- What needs to be done: Each record must appear in the answer exactly as given.

-------- Material for this exercise

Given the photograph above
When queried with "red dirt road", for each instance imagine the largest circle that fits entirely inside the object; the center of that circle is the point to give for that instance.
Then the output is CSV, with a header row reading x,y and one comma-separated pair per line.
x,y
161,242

----------------

- Answer space:
Given the photograph above
When queried with "red dirt road", for each instance imagine the largest circle that fits entirely inside the object; the center of that circle is the point to give for that instance.
Then the output is CSV, with a header row reading x,y and one comma-separated pair per line.
x,y
161,242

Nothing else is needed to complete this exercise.